Outcomes and Predictors 

    The outcome being modeled in the training set and predicted in the training and testing sets was any 2000 asthma hospitalization (primary diagnosis of asthma, International Classification of Diseases, Ninth Revision, code 493.xx) or ED visit for asthma. The available predictors were the following in 1999: (1) any asthma hospitalization or ED visit; (2) number of shortacting β-agonist canisters dispensed; (3) number of oral corticosteroid dispensings; (4) number of different prescribers (as a measure of continuity of care); (5) number of routine visits for asthma; (6) number of inhaled anti-inflammatory (corticosteroids, cromolyn sodium, and nedocromil sodium) canisters dispensed; (7) ratio of the number of inhaled anti-inflammatory canisters to the number of total inhaler (anti-inflammatory plus short-acting ©¬-agonist) canisters dispensed, since higher ratios have been suggested as a quality measure of adequate controller therapy9 and lower ratios have been shown to be a risk factor for subsequent emergency hospital utilization5,10,11; (8) sex; and (9) subsidized (by Medicaid or Medicare) vs commercial insurance. Univariate relationships between predictors and outcomes variables were assessed using χ2 analysis. 


    Using the training set, preliminary modeling was performed for continuous predictors by means of logistic regression using a forward stepwise selection algorithm to determine the most predictive cutoff point. Predictors in the preliminary models included any 1999 asthma hospitalization or ED visit (the strongest predictor in all models) and the candidate predictor cutoff points in the various categories. Preliminary models were performed in the total group and in children (aged 5-17 years) and adults (aged 18-56 years) separately. 

    The final models were constructed by means of logistic regression, using the binary predictors and the dichotomized continuous predictors, based on the results of the preliminary models. Since the ideal product of this risk stratification process was believed to be a high-risk group of approximately 10% of the population, a medium-risk group of approximately 30% of the population, and a low-risk group of approximately 60% of the population, potential risk factors with incidences >40% were excluded. All analyses were performed using statistical software (SAS Version 8.2 for Windows; SAS Institute Inc, Cary, NC).

● ● ● ●

Aim of the exercise:
Answer these questions from the asthma modeling text:
1. What ages made up the adults group?
2. Which predictor was the strongest in all models?
3. About what share of the population was the ideal high-risk group meant to include?

Excerpts from a dataset:
● ● ● ●

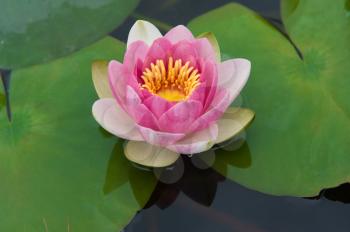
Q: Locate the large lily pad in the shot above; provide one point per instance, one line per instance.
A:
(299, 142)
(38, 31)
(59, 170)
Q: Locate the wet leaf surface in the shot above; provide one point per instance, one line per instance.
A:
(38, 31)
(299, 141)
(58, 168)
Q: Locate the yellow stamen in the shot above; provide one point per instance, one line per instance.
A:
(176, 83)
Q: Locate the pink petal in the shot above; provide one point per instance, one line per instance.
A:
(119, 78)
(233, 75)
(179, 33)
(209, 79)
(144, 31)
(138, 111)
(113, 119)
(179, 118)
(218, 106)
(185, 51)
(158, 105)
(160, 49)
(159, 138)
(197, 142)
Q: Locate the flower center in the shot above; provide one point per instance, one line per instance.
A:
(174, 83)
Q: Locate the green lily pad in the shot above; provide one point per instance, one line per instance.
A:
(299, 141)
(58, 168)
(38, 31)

● ● ● ●

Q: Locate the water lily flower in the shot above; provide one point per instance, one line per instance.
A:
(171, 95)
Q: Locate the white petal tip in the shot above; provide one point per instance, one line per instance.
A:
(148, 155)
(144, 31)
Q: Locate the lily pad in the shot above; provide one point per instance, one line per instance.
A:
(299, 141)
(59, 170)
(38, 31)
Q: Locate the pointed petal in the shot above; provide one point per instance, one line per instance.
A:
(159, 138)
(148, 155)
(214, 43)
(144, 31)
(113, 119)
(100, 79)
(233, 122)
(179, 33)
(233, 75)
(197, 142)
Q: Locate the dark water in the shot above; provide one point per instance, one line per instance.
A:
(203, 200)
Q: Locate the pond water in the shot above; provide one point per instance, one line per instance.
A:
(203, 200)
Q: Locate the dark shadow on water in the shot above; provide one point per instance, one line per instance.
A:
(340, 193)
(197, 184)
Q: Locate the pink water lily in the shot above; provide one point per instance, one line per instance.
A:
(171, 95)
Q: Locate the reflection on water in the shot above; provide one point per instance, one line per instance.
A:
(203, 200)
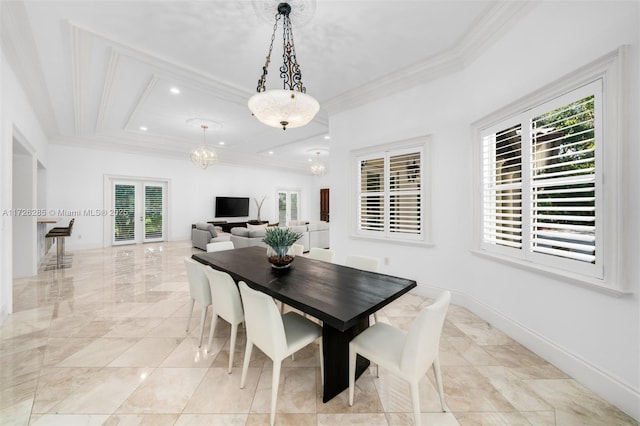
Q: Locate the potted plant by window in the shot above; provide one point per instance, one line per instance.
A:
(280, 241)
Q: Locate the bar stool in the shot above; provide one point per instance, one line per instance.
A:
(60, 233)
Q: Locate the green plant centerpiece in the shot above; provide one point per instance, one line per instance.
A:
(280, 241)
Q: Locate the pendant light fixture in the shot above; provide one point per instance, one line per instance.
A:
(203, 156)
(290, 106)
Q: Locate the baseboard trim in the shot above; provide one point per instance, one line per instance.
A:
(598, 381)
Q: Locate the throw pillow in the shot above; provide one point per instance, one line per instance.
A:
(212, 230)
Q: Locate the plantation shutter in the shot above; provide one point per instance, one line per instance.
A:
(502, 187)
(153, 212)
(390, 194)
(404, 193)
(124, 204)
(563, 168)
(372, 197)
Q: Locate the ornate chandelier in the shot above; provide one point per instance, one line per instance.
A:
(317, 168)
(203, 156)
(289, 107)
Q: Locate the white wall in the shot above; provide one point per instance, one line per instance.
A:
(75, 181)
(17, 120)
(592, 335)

● ● ● ●

Output for this task:
1. Ages 18-56 years
2. Any 1999 asthma hospitalization or ED visit
3. About 10%